Referring expression pointing data

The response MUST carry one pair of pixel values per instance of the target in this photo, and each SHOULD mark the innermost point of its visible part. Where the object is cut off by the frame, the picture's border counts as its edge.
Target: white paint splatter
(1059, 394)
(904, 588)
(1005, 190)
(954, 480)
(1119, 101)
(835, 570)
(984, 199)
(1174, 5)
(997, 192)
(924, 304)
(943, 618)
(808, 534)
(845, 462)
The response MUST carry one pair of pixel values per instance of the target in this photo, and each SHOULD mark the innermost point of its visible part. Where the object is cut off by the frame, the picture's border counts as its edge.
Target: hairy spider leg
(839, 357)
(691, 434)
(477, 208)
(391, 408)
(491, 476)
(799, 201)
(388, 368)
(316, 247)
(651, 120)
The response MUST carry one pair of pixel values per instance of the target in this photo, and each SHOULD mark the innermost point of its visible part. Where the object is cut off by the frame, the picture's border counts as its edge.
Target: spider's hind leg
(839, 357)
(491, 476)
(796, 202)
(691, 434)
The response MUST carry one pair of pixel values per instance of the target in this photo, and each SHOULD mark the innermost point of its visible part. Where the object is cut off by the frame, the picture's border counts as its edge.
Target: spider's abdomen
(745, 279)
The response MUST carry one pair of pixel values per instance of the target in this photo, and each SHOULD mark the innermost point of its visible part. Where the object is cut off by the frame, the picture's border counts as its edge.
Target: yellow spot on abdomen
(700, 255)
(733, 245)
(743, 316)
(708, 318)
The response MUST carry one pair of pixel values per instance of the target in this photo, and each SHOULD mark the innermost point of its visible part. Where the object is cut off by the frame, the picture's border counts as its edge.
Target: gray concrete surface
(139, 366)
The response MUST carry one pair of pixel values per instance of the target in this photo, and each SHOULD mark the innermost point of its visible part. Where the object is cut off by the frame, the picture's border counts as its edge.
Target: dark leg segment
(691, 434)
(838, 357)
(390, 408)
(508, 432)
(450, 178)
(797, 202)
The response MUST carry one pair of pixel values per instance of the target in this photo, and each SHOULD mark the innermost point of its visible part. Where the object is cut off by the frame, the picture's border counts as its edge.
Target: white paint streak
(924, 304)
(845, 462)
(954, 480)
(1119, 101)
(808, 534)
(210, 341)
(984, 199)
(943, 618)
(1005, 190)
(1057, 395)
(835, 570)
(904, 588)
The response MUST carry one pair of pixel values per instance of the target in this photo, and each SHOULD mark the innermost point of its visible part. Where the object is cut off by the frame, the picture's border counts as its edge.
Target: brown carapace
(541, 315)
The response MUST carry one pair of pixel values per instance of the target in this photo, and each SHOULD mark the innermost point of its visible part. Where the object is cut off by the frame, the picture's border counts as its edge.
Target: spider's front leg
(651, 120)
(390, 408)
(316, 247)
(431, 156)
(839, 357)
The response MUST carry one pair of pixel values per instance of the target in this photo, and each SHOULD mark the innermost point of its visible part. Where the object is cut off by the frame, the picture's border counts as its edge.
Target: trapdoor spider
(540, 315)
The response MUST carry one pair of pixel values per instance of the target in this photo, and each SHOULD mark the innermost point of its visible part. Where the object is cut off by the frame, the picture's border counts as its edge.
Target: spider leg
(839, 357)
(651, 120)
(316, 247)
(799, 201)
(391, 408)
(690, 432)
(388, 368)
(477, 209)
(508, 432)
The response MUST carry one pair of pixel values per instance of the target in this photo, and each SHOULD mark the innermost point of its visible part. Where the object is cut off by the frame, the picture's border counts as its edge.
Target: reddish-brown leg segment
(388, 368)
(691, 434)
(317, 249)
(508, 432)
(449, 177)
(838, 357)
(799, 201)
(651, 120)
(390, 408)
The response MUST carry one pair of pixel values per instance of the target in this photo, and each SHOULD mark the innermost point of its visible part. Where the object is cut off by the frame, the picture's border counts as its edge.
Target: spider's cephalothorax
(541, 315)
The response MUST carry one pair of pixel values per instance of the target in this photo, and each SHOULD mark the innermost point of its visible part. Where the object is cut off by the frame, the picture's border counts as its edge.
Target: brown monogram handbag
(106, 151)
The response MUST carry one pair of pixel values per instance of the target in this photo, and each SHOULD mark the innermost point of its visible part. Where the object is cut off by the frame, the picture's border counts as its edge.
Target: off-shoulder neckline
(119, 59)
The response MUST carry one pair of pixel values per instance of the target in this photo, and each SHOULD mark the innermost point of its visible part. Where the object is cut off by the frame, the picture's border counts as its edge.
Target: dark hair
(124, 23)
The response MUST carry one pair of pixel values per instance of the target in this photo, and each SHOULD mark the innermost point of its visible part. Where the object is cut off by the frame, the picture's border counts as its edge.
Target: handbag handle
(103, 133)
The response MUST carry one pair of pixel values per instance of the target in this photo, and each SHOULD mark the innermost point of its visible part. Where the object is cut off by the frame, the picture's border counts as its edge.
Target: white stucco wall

◆ **TASK BRIEF**
Return every record above exactly, line by line.

◆ **EXERCISE SOLUTION**
The response MUST carry one pair of pixel values per instance of the target in this photo, and each SHOULD mark the innermost point of its visible part. Where the object is cut off by the frame, the picture's border counts as its edge.
Target: white paint splatter
(1059, 394)
(904, 588)
(1005, 190)
(954, 480)
(1119, 101)
(835, 570)
(984, 199)
(1174, 5)
(997, 192)
(924, 304)
(943, 618)
(808, 534)
(845, 462)
The response MUST carry one pair of pixel values per instance of the target in this photo, and each SHOULD mark the innermost point of its visible part. Where the object is cut off by the frame, the picture's border counts as its edge.
Target: hairy spider leg
(839, 357)
(691, 434)
(477, 208)
(391, 408)
(491, 476)
(799, 201)
(388, 368)
(316, 247)
(651, 120)
The response MUST carry one pair of pixel values per instance of the target in this photo, and each SHOULD mark the innermost point of its visible part. Where the object is cut off by the frame, the picture's border counts as its edge.
Target: spider's hind leg
(839, 357)
(491, 476)
(796, 202)
(691, 434)
The response MUST carry one pair of pixel values per instance of the target in this photo, and each SHOULD mark the innermost point of its visible part. Where the object is cut off by the frame, the picture's border counts as its edge.
Target: spider's abdomen
(745, 279)
The response MUST carry one pair of pixel values per instance of the target in this photo, and each SHOULD mark the innermost point of its visible part. Where the object is cut off by the frame, the picture's border counts as its edge.
Target: yellow spot on abdomen
(700, 255)
(733, 245)
(743, 316)
(708, 318)
The response MUST carry one pair of pixel values per instance of the target in this photo, and each SHOULD mark the innermost point of its visible part. Where the object is cut off by the frame, the picture's border counts as its edge.
Target: gray concrete surface
(139, 366)
The response MUST carry one pair of pixel values per instance of the target in this photo, and each SHOULD mark the innermost point of its visible part. Where the object is cut off by the frame, the picture's border counts as its edge.
Target: dark leg segment
(691, 434)
(838, 357)
(390, 408)
(508, 432)
(450, 178)
(797, 202)
The response MUST carry one pair of pixel values per instance of the target in this photo, and each SHOULD mark the innermost point of its visible part. Where the object is cut off by the frame, the picture's border counts as its edge.
Target: white paint streak
(924, 304)
(845, 462)
(954, 480)
(1119, 101)
(808, 534)
(210, 341)
(984, 199)
(943, 618)
(1005, 190)
(1057, 395)
(835, 570)
(904, 588)
The response MUST carry one pair of pixel values per instance of the target in this photo, and each SHOULD mark the innermost point of its visible part. Where the object is cut off by the frame, the picture's border counts as its edge.
Target: brown carapace
(541, 315)
The response MUST carry one pair of pixel values per instance of the target in this photo, and each SHOULD mark the innermost point of its visible part. Where the object is cut off by the frame, the picture's border counts as its edge.
Target: spider's front leg
(651, 120)
(390, 408)
(316, 247)
(431, 156)
(839, 357)
The response MUST carry one pair of pixel values per instance of the target in this photo, and each SHOULD mark the innermost point of its visible part. Where the object is cut off by the frame, the picture's border counts as its edge.
Target: trapdoor spider
(540, 315)
The response MUST carry one pair of pixel values per instance of the target in this photo, and each SHOULD mark the innermost point of its visible part. Where the object is cut off by the frame, the picture's border counts as its edge.
Target: spider leg
(839, 357)
(651, 120)
(316, 247)
(799, 201)
(391, 408)
(690, 432)
(388, 368)
(477, 209)
(508, 432)
The response MUST carry one pair of pixel values per instance of the target in this photo, and each SHOULD mark the innermost point of its visible part. Where the object is cut off by the frame, the picture's border counts as its edge.
Target: reddish-brown leg segment
(388, 368)
(691, 434)
(317, 249)
(508, 432)
(449, 177)
(838, 357)
(799, 201)
(651, 120)
(390, 408)
The response MUST carry one pair of pixel values per instance of the target in this photo, and each SHOULD mark the innermost point of its visible part. Where the object is cut off by the frame, the picture's border counts as its edge.
Target: spider's cephalothorax
(541, 315)
The response MUST carry one pair of pixel values per instance of the target in this photo, and each SHOULD mark the innermost point of its visible part. Where the object is cut off by the frame, the picture's border counts as its edge.
Target: brown monogram handbag
(106, 151)
The response MUST carry one pair of pixel values per instance of the target in this photo, and each SHOULD mark the innermost point of its visible part. Where the object is cut off by the frame, the picture's border counts as its edge.
Target: off-shoulder neckline
(119, 59)
The response MUST carry one pair of pixel values per instance of the target in this photo, and each SHOULD mark the innermost point of its visible part. Where the object is cut off by the frame, the picture's border counts as its edge.
Target: dark hair
(124, 23)
The response MUST carry one pair of pixel values per instance of the target in this photo, and each SHOULD mark the innermost point of its visible part. Where the object is cut off by the frame, the picture's border counts as its edge.
Target: handbag handle
(103, 133)
The response MUST carry one pair of pixel values per instance of the target in this photo, and each SHOULD mark the innermost point of its visible part. Where the object is cut off by the frame, the picture's border counts as its edge.
Target: white stucco wall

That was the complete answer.